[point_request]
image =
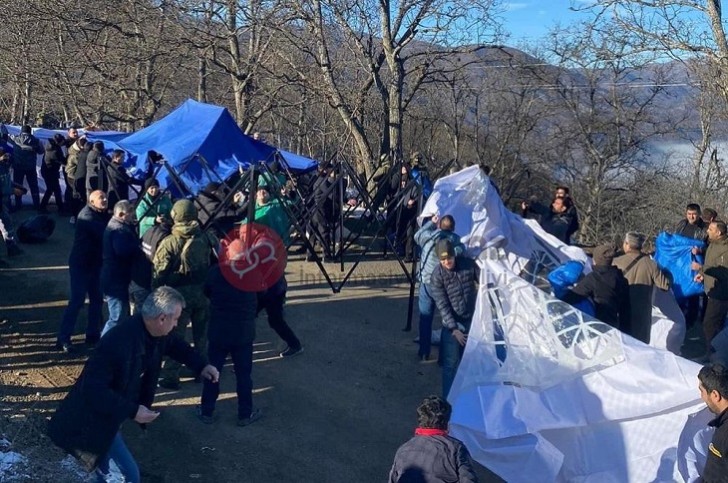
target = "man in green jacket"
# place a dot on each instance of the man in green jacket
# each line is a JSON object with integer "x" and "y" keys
{"x": 714, "y": 275}
{"x": 182, "y": 261}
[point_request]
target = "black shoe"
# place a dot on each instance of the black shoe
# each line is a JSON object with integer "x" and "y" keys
{"x": 170, "y": 384}
{"x": 291, "y": 351}
{"x": 66, "y": 348}
{"x": 255, "y": 415}
{"x": 14, "y": 250}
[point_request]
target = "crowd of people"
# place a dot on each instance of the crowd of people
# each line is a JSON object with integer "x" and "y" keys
{"x": 155, "y": 264}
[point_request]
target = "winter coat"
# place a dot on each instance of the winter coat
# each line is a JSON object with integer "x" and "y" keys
{"x": 26, "y": 149}
{"x": 224, "y": 220}
{"x": 454, "y": 292}
{"x": 120, "y": 249}
{"x": 427, "y": 238}
{"x": 93, "y": 171}
{"x": 149, "y": 209}
{"x": 120, "y": 374}
{"x": 607, "y": 288}
{"x": 716, "y": 466}
{"x": 72, "y": 160}
{"x": 715, "y": 269}
{"x": 642, "y": 277}
{"x": 274, "y": 216}
{"x": 52, "y": 159}
{"x": 696, "y": 231}
{"x": 432, "y": 459}
{"x": 183, "y": 258}
{"x": 87, "y": 249}
{"x": 232, "y": 311}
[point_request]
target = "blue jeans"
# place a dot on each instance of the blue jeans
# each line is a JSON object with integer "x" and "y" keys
{"x": 426, "y": 306}
{"x": 122, "y": 458}
{"x": 450, "y": 354}
{"x": 83, "y": 281}
{"x": 242, "y": 355}
{"x": 118, "y": 309}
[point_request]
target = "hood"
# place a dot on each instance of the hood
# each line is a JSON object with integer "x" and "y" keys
{"x": 187, "y": 229}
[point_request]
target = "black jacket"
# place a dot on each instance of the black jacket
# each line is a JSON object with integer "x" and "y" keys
{"x": 121, "y": 373}
{"x": 454, "y": 292}
{"x": 120, "y": 249}
{"x": 432, "y": 459}
{"x": 608, "y": 290}
{"x": 232, "y": 311}
{"x": 716, "y": 467}
{"x": 87, "y": 248}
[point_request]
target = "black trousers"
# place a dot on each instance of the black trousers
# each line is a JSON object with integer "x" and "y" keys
{"x": 273, "y": 305}
{"x": 53, "y": 187}
{"x": 31, "y": 176}
{"x": 714, "y": 318}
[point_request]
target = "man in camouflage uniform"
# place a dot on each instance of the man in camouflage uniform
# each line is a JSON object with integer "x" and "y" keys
{"x": 181, "y": 261}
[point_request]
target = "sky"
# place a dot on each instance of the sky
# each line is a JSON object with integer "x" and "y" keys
{"x": 529, "y": 20}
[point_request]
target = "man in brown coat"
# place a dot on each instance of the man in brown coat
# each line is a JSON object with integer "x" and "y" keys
{"x": 714, "y": 275}
{"x": 643, "y": 275}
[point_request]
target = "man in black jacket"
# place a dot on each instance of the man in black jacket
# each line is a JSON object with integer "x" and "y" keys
{"x": 606, "y": 287}
{"x": 118, "y": 383}
{"x": 120, "y": 250}
{"x": 714, "y": 391}
{"x": 53, "y": 159}
{"x": 231, "y": 331}
{"x": 26, "y": 149}
{"x": 432, "y": 456}
{"x": 84, "y": 266}
{"x": 454, "y": 292}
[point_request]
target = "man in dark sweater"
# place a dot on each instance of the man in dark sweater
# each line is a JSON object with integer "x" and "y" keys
{"x": 120, "y": 250}
{"x": 606, "y": 287}
{"x": 84, "y": 266}
{"x": 118, "y": 383}
{"x": 432, "y": 456}
{"x": 231, "y": 331}
{"x": 714, "y": 391}
{"x": 453, "y": 289}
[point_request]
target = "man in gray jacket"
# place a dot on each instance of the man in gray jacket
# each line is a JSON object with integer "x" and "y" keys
{"x": 426, "y": 238}
{"x": 643, "y": 275}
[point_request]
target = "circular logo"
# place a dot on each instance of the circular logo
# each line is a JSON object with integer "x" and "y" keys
{"x": 252, "y": 258}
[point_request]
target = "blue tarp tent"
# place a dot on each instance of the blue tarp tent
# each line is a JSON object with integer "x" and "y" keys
{"x": 192, "y": 138}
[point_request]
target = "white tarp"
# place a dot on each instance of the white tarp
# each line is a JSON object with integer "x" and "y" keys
{"x": 544, "y": 392}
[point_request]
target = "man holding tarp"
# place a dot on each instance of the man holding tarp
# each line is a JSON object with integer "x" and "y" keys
{"x": 714, "y": 275}
{"x": 642, "y": 275}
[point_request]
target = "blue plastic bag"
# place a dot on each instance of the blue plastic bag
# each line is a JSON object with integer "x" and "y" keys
{"x": 563, "y": 277}
{"x": 674, "y": 255}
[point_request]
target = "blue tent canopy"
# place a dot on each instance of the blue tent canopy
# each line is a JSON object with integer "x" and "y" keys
{"x": 201, "y": 142}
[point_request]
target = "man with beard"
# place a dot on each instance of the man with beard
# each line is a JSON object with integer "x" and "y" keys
{"x": 84, "y": 266}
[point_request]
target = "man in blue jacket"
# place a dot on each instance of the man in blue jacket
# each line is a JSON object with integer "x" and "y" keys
{"x": 120, "y": 250}
{"x": 84, "y": 267}
{"x": 453, "y": 288}
{"x": 426, "y": 238}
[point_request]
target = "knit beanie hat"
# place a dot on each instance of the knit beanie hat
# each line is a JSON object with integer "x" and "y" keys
{"x": 603, "y": 255}
{"x": 150, "y": 182}
{"x": 183, "y": 211}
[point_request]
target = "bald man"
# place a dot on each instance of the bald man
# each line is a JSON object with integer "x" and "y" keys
{"x": 84, "y": 266}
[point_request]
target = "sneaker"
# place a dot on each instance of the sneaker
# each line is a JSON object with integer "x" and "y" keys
{"x": 170, "y": 384}
{"x": 203, "y": 417}
{"x": 291, "y": 351}
{"x": 255, "y": 415}
{"x": 66, "y": 348}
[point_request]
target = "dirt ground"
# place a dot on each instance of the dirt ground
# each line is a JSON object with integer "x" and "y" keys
{"x": 336, "y": 413}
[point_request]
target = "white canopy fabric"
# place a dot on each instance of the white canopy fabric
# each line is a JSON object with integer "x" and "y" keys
{"x": 545, "y": 392}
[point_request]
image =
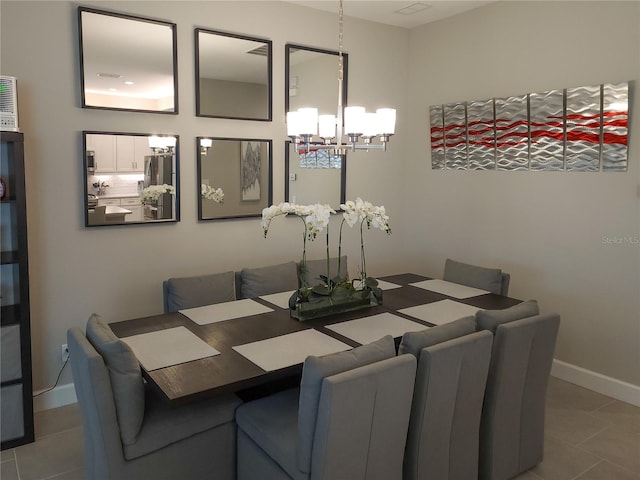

The task: Report how many lines in the rows above contain the string "canopy". Give only the number.

Problem solution: 4